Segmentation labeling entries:

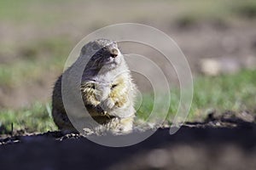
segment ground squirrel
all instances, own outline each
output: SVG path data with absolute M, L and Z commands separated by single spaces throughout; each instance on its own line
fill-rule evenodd
M 113 132 L 131 132 L 137 88 L 117 43 L 108 39 L 90 42 L 82 48 L 78 60 L 85 59 L 89 61 L 83 68 L 79 90 L 89 114 L 101 127 Z M 61 80 L 67 71 L 56 81 L 52 95 L 52 116 L 61 130 L 74 129 L 61 95 Z

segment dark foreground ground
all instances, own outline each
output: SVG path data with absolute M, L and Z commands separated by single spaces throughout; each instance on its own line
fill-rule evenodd
M 255 169 L 254 122 L 251 116 L 210 115 L 173 135 L 160 128 L 123 148 L 60 132 L 2 138 L 0 169 Z

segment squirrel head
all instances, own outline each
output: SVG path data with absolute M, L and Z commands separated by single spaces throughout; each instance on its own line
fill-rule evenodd
M 81 49 L 80 56 L 90 57 L 85 70 L 102 71 L 116 68 L 124 58 L 115 42 L 103 38 L 85 44 Z

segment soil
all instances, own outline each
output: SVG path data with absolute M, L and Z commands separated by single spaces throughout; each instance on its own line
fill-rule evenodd
M 1 169 L 255 169 L 256 124 L 248 113 L 212 113 L 173 135 L 159 128 L 135 145 L 113 148 L 78 133 L 2 138 Z M 148 130 L 150 131 L 150 129 Z M 141 135 L 147 132 L 140 132 Z M 129 134 L 130 137 L 137 133 Z M 129 135 L 126 136 L 129 138 Z M 120 138 L 122 136 L 111 136 Z M 102 138 L 102 137 L 97 137 Z

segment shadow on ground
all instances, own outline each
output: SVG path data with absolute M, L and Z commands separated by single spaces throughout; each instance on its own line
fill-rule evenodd
M 128 147 L 49 132 L 0 139 L 1 169 L 255 169 L 256 125 L 234 114 L 209 115 L 169 134 L 160 128 Z M 131 137 L 134 133 L 130 134 Z M 113 136 L 113 138 L 118 138 Z

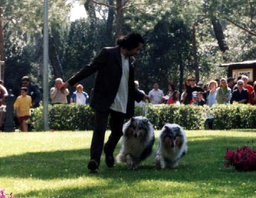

_DO THIS_
Can you give every line of the material above as a JSON list of strings, with one string per line, blank lines left out, and no pictures?

_COMPLETE OUTPUT_
[
  "segment ground squirrel",
  "all instances, own outline each",
  "output: SVG path data with absolute M, L and Z commands separated by single spaces throughout; each instance on its own line",
  "fill-rule evenodd",
  "M 113 132 L 131 132 L 137 88 L 117 43 L 108 39 L 90 42 L 82 48 L 78 60 L 85 59 L 89 61 L 83 68 L 79 90 L 89 114 L 101 127 Z M 61 80 L 67 71 L 56 81 L 52 95 L 52 116 L 61 130 L 74 129 L 61 95 Z",
  "segment dark foreground ground",
  "all instances, own outline each",
  "output: SVG path data with absolute M, L and Z commands separated by single spaces throughout; each instance on its own line",
  "fill-rule evenodd",
  "M 255 169 L 254 122 L 251 116 L 210 115 L 173 135 L 160 128 L 123 148 L 60 132 L 2 138 L 0 169 Z",
  "segment squirrel head",
  "all instances, own outline each",
  "output: SVG path data with absolute M, L and Z commands separated by single spaces throughout; each instance on its own line",
  "fill-rule evenodd",
  "M 81 49 L 80 56 L 90 57 L 85 70 L 102 71 L 116 68 L 124 58 L 115 42 L 103 38 L 85 44 Z",
  "segment soil",
  "all instances, own outline each",
  "output: SVG path data with absolute M, L and Z commands separated by single spaces throughout; each instance on its own line",
  "fill-rule evenodd",
  "M 1 169 L 255 169 L 256 124 L 248 113 L 212 113 L 173 135 L 159 128 L 135 145 L 113 148 L 78 133 L 2 138 Z M 148 130 L 150 131 L 150 129 Z M 141 135 L 147 132 L 140 132 Z M 129 134 L 130 137 L 137 133 Z M 129 135 L 126 136 L 129 138 Z M 120 138 L 122 136 L 111 136 Z M 102 138 L 102 137 L 97 137 Z",
  "segment shadow on ground",
  "all instances, own outline each",
  "output: SVG path data with absolute M, L and Z commands separated by single spaces throughout; each instance on its own line",
  "fill-rule evenodd",
  "M 128 147 L 49 132 L 0 139 L 1 169 L 255 169 L 256 125 L 234 114 L 209 115 L 169 134 L 160 128 Z M 131 137 L 134 133 L 130 134 Z M 113 136 L 113 138 L 118 138 Z"
]